-- BEGIN INFORMATION GIVEN --

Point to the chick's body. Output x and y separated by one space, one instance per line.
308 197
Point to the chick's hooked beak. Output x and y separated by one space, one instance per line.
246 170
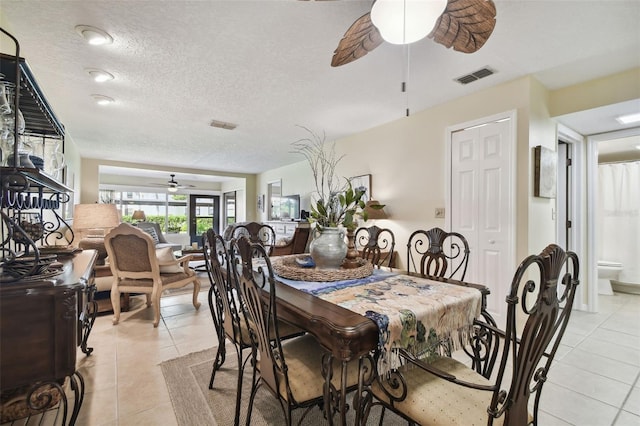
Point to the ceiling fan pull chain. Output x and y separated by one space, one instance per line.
405 83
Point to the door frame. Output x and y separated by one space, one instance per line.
511 115
194 237
577 240
592 191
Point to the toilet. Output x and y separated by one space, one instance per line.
607 271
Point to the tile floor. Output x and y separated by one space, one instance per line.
594 381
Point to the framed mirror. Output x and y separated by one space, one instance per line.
274 195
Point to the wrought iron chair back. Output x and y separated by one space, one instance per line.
436 253
257 232
377 245
272 364
295 370
228 317
539 302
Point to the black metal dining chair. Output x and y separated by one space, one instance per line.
228 316
292 369
437 253
257 232
376 245
448 392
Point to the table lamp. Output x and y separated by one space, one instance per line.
139 216
91 222
375 213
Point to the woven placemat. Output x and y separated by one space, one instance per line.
287 267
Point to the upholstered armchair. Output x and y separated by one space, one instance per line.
137 268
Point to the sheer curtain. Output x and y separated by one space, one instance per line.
619 217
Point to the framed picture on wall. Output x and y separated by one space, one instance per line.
545 172
261 203
362 182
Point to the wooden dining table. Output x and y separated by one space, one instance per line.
353 319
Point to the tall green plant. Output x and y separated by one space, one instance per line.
336 203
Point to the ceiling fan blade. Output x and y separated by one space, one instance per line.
361 38
465 25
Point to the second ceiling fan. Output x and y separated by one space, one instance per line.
464 25
172 185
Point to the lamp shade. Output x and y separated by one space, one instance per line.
139 215
375 213
101 217
406 21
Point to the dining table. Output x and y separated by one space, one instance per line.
370 316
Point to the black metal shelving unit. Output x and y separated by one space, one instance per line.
30 199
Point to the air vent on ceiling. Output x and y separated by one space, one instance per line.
223 125
476 75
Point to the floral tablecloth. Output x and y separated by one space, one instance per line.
423 316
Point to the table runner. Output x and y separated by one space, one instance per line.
426 317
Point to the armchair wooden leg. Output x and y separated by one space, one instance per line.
115 303
155 296
196 291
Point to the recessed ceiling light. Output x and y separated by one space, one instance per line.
629 118
99 75
94 35
102 99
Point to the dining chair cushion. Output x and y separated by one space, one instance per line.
165 255
303 356
432 401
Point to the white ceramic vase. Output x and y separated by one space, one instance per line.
328 248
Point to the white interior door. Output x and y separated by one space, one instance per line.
482 204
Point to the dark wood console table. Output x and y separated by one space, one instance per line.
42 322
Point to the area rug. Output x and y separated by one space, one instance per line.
187 379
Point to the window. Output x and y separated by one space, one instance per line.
166 209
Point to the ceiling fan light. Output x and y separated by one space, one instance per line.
406 21
102 99
94 35
628 118
99 75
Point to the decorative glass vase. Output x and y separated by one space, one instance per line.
328 249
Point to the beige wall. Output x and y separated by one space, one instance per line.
612 89
407 160
407 157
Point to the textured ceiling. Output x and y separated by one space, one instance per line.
265 66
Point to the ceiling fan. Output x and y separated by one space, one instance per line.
464 25
172 185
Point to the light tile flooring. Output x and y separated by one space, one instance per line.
594 381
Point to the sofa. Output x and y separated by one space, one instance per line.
154 230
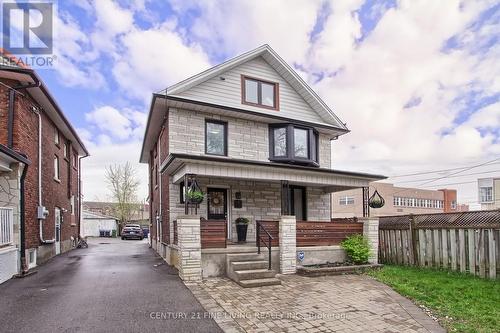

-- END INFORMATION GIVEN --

-- GIVEN REQUEST --
Copy every one of the entries above word for word, but leave the pictures out.

-- RESULT FOR THIS EXERCISE --
Point to the chick's body. Output x and y separated by one space, one instance per line.
308 197
Point to the chick's hooked beak. Output x and y separated by one space, one instance per line.
246 170
Point to the ceiling fan pull chain. Output x and y separated by one space, one instance per line.
405 83
Point to the door frame. Output x and y separated by one space, one instance per line.
511 115
194 237
577 240
592 191
Point to the toilet. Output x and y separated by one space, one instance per line.
607 271
Point to the tile floor. Output x and y separated by one space, one instance per line.
594 381
Point to the framed mirror. Output x and y separated by one space, one instance per line.
274 195
Point to the wrought iron chair back. Output x and y separated by one space, one instance per line.
436 253
257 232
377 245
272 364
295 370
228 317
539 302
Point to the black metal dining chair. Output x and y separated by one space, one instance per line.
228 316
292 369
437 253
257 232
376 245
448 392
Point to the table lamp. Output x and y separated by one space, one instance per line.
139 216
91 222
375 213
Point to the woven placemat. Output x and y separated by one space, one instance per line.
287 267
Point to the upholstered armchair. Output x and y separated by one space, one instance per line.
137 268
Point to the sheer curtain. Output x and y separated by one space, one instance per line.
619 217
Point to the framed picture on wall. Output x and y separated by one space, one instance per line.
545 172
261 203
362 182
Point to the wooden dining table. Output x and y separated by one space, one instance per line.
353 319
Point to the tall green plant. Output x and y separated by one space, one instance per line.
336 203
Point to the ceiling fan blade. Output x and y separated by one space, one instance per line.
361 38
465 25
Point to the second ceiling fan. Output x and y separated by one space, one instance per line.
464 25
172 185
Point to the lamp shade. Output x and y separated by one space, one instance per line.
139 215
375 213
101 217
406 21
Point to the dining table. Output x and y separated by one space, one instance per line.
370 316
Point to the black metal shelving unit. Output x and y separated by one space, one instance per line.
30 199
Point to the air vent on ceiling. Output x and y separated by one space, one instance per line.
223 125
476 75
Point to the floral tablecloth. Output x and y separated by one space, one instance per line.
423 316
Point to the table runner. Output x and y separated by one space, one instance per line.
426 317
Point to the armchair wooden leg. Output x and y separated by one space, one instance per line.
115 303
155 296
196 291
Point to the recessed ceiling light. Output x and y separated by one space, one instance per line.
629 118
99 75
94 35
102 99
Point to the dining chair cushion. Output x and y separated by one space, one instance per line.
165 255
303 356
432 401
Point to the white ceramic vase. Output x and y separated by one space, one instance per line.
328 248
Point to the white interior door. Output x and y separated by one space, one instance per line.
482 204
Point to the dark wood console table. Output x and y separated by one space, one instance per line.
42 322
Point to the area rug. Output x and y separated by one space, one instance per line.
187 379
Point to the window. Output x and y separated by one space, one instance per line.
166 209
Point to the ceiling fan light. Output x and y separated by one space, one instance per line.
406 21
102 99
94 35
628 118
99 75
Point to the decorative glass vase. Output x and y separated by one space, one instance per line.
328 249
Point to the beige wall. Output x and y separated by one space, one instance per line.
612 89
407 160
407 157
Point to the textured ceiling. Output x and y separated by one space, one instance per line.
265 66
Point to the ceiling fan. Output x and y separated by one space, one instance per line.
464 25
172 185
Point to the light tile flooring. Output x and y separated by one space, one instance per line.
594 381
Point to the sofa. Output x and y separated by one space, one instance per line.
154 230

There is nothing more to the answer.